* Work instructions *
• A. Name every sub-property of msg.parts that the design page on msg.parts marks as not mandatory.
• B. Write the next section of the design page on msg.parts, picking up after its last sentence.
BEGIN Excerpt
0 Design: msg.parts description of usage
Hiroyasu Nishiyama edited this page 2017-09-20 22:50:50 +09:00
This file contains invisible Unicode characters

This file contains invisible Unicode characters that are indistinguishable to humans but may be processed differently by a computer. If you think that this is intentional, you can safely ignore this warning. Use the Escape button to reveal them.

The split/join node currently use msg.parts as a way of passing meta data about the various part pieces of a message so they may be joined again successfully later.

It has been pointed out that there are many clever things that could be done in between splitting and re-joining the messages, such as filtering unwanted parts, inserting extra parts, and letting other nodes either produce pre-split data (such as file in, tcp in, and potentially several more). As such it makes sense to document the existing parts object, and it's current expected usage, so that enhancements can be discussed and incorporated as required.

Existing msg.parts object

The following sub-properties exists

name type mandatory description
type string yes Either string, buffer, array, or object
id string yes unique id for this set of parts (for example based on original _msgid), to allow for interleaved messages to be rejoined.
index number yes an index of the number of parts starting from 0
count number no total number of parts in the set. Typically known for simple splits, unknown for most streams, though a count may be added to files once reading is complete.
ch string/array no the data used to split/join the message. Either a String, for example "\n", or an Array of bytes: [1,2,3], ["0x0a","0x0d"]. (Only present if the message was split using this value; not present for fixed-length splits).
key string no the key used as the property name within the joined object. (Only present if object was split)
len number no split length of array, string or buffer. (Only present if array, string or buffer was split into fixed lengths)
parts object no push down stack of previous parts objects to allow nested splits to be handled.

Current Join behaviour

The msg is currently considered complete if

  • msg.parts.index >= msg.parts.count
  • however if msg.parts.count == 0 or is undefined then no output is sent.
  • msg.complete exists (is set to any value)
  • after an optional timeout from the first part to arrive

Having popped any pushed msg.parts.parts back up to msg.parts the completed msg is then output.
END Excerpt
BEGIN Supplied information
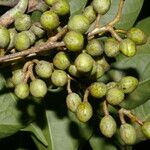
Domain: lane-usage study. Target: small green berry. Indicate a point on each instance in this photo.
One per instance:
(137, 35)
(84, 111)
(79, 23)
(114, 96)
(38, 88)
(128, 84)
(84, 62)
(94, 48)
(101, 6)
(98, 89)
(49, 20)
(128, 47)
(22, 90)
(108, 126)
(59, 78)
(74, 41)
(73, 100)
(61, 61)
(44, 69)
(128, 134)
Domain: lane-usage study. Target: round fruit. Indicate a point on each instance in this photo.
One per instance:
(22, 90)
(79, 23)
(5, 37)
(146, 129)
(44, 69)
(114, 96)
(74, 41)
(128, 84)
(38, 88)
(22, 22)
(98, 89)
(101, 6)
(84, 62)
(49, 20)
(61, 61)
(59, 78)
(128, 134)
(128, 47)
(108, 126)
(73, 100)
(94, 48)
(22, 41)
(137, 35)
(84, 111)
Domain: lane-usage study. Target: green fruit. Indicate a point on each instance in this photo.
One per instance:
(73, 100)
(111, 47)
(79, 23)
(61, 61)
(108, 126)
(137, 35)
(128, 134)
(49, 20)
(94, 48)
(61, 7)
(59, 78)
(146, 129)
(128, 84)
(84, 63)
(98, 89)
(44, 69)
(38, 88)
(114, 96)
(90, 13)
(128, 47)
(74, 41)
(5, 37)
(22, 90)
(84, 111)
(101, 6)
(22, 41)
(22, 22)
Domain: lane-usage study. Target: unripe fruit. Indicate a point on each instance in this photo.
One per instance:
(90, 13)
(94, 48)
(128, 47)
(101, 6)
(22, 90)
(73, 100)
(61, 61)
(114, 96)
(108, 126)
(49, 20)
(59, 78)
(98, 89)
(44, 69)
(128, 134)
(128, 84)
(61, 7)
(84, 62)
(74, 41)
(5, 37)
(111, 47)
(137, 35)
(22, 22)
(79, 23)
(146, 129)
(38, 88)
(84, 111)
(22, 41)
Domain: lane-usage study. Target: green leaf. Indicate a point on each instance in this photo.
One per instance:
(144, 25)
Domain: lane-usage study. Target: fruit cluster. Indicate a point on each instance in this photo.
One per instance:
(81, 60)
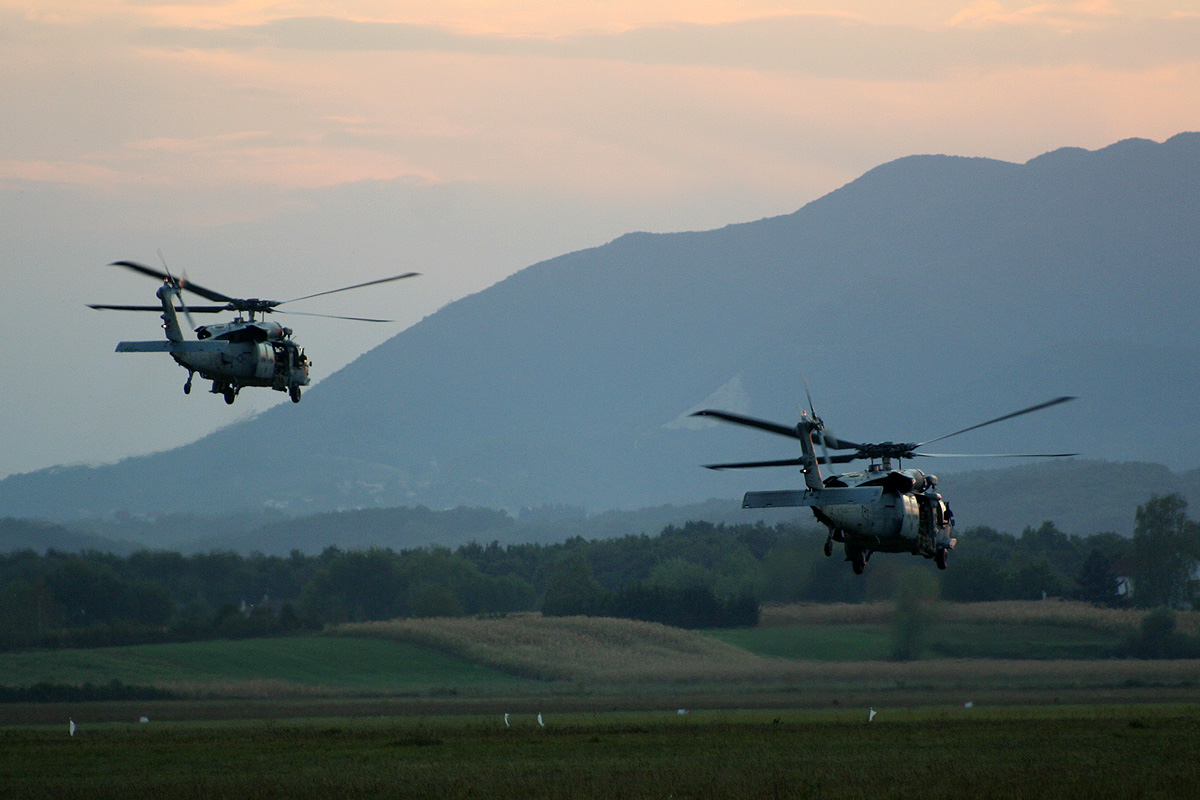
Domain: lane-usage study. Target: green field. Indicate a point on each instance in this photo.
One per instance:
(1078, 752)
(303, 661)
(870, 642)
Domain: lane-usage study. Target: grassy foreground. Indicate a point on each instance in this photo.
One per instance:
(1015, 752)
END Supplied information
* Solved problems *
• A. count, ch, key, len, parts

• B.
Discussion

What the current behaviour allows is that the join can be manipulated by changing msg.parts.count (or msg.complete) on any of the intermediate parts. For example the join can be ended early by saying it is now complete - or extra items inserted by just adding to the the count so the existing join doesn't complete.

However - while this makes sense for strings and objects - may need some thinking about for consequences for arrays as currently we try to preserve order in the array. So what does removing or inserting mean in this context - or rather what should the behaviour actually be.

Proposal: optional list-like representation

The msg.parts is adequate tool for doing list-like operations with a Node-RED flow. For example, filtering messages in a message stream or inserting messages to a message stream is useful for handling messages with some relation. However, changing message counts of a message stream needs sotring whole messages in the stream then changing msg.parts.count and msg.parts.index. For short streams, this should never be a problem. However, for long streams keeping and changing all messages in a message stream may raise problems such as increased memory usage or delay in messages.

So as a optional representation of msg.parts, we propose following linked list representation:

name type mandatory description
next string yes msg.id of next message

Either parts.count and parts.index, or parts.next can be used at the same time. Insertion or deletion of messages with list-like representation can be implemented by keeping smaller number of messages.

Selection of old array-like representation or list-like representation should be selected by producer nodes. Conversion nodes between two representations considered to be useful.

DCJ comment - looking at the list of proposed nodes - none currently would need this idea in order to be implemented successfully. Typically nodes will have to work in one of two ways.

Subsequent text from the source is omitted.